▸ Given instruction
Write out the code review thread word for word, from "AlexeyKurakin · 2020-10-14T05:05:56Z" to "is too generic.".

▸ Document section
----

Move RNN to layers.py and make it stateless. #97

aterzis-google · 2020-10-12T23:00:58Z

No description provided.

objax/nn/layers.py

AlexeyKurakin · 2020-10-14T05:05:56Z

objax/nn/layers.py

@@ -327,6 +327,63 @@ def __call__(self, x: JaxArray) -> JaxArray:
        self.avg.value += (self.avg.value - x) * (self.momentum - 1)
        return self.avg.value

+class RNN(Module):


I think the name RNN is too generic.
Pretty much any type of recurrent block (LSTM, GRU, ....) could be called RNN.
Is there some better way to call it?

Also RNN refers to the architecture, not to the cell. Here's what TF/Keras does https://www.tensorflow.org/api_docs/python/tf/compat/v1/nn/rnn_cell/RNNCell
Not sure what PyTorch does.

This is a specific RNN architecture that operates across time (so not a cell). I would call this something like SimpleRNN; and make sure it replicates keras' SimpleRNN functionality with default arguments:

https://www.tensorflow.org/api_docs/python/tf/keras/layers/SimpleRNN

RNN you could reserve as an object that takes an RNNCell and performs a scan across time.

Changed the name to SimpleRNN

ebrevdo · 2020-10-14T21:47:46Z

objax/nn/layers.py

+
+        self.output_layer = Linear(self.nstate, self.num_outputs)
+
+    def __call__(self, inputs: JaxArray, only_return_final=False) -> JaxArray:


suggest adding a get_initial_state method and optional initial_state argument here

I added an optional initial_state argument to the call() method.

Can you clarify what the get_initial_state() method would do, considering that the state is initialized during every call() (unless explicitly passed in through the optional argument)?

----

Entries pointing to named objects

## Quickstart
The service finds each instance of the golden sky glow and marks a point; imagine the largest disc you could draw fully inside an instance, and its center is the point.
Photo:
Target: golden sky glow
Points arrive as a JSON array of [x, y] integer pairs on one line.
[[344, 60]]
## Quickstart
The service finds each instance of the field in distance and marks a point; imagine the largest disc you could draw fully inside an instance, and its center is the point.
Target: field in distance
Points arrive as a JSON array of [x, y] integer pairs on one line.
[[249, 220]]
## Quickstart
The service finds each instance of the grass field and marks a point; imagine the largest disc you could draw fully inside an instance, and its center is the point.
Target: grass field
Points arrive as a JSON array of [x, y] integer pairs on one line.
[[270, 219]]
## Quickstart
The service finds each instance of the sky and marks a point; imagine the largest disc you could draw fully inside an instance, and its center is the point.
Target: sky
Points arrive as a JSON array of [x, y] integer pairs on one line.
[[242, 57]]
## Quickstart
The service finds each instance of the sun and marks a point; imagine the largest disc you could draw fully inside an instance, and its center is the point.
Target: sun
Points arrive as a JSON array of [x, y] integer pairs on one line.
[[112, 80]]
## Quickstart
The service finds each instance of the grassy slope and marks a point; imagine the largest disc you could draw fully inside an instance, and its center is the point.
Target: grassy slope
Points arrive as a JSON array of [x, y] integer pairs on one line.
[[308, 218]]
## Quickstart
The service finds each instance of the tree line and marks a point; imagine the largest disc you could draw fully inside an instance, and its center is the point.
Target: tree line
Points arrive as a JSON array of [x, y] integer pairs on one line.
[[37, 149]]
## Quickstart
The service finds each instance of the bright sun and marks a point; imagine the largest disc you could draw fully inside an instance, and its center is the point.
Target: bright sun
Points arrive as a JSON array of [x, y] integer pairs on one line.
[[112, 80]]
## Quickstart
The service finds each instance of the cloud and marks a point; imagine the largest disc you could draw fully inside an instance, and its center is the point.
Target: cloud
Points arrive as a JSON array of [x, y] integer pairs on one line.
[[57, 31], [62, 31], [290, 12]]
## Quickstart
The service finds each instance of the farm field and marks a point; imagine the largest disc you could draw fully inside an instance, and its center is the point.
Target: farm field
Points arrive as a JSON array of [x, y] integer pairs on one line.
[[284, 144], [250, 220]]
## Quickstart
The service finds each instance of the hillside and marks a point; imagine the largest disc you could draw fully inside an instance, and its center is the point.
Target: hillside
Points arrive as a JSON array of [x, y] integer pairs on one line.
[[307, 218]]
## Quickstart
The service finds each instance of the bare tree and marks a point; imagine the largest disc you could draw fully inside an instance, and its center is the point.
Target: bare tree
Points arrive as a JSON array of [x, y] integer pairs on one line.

----

▸ Answer to this problem
AlexeyKurakin · 2020-10-14T05:05:56Z

objax/nn/layers.py

@@ -327,6 +327,63 @@ def __call__(self, x: JaxArray) -> JaxArray:
        self.avg.value += (self.avg.value - x) * (self.momentum - 1)
        return self.avg.value

+class RNN(Module):


I think the name RNN is too generic.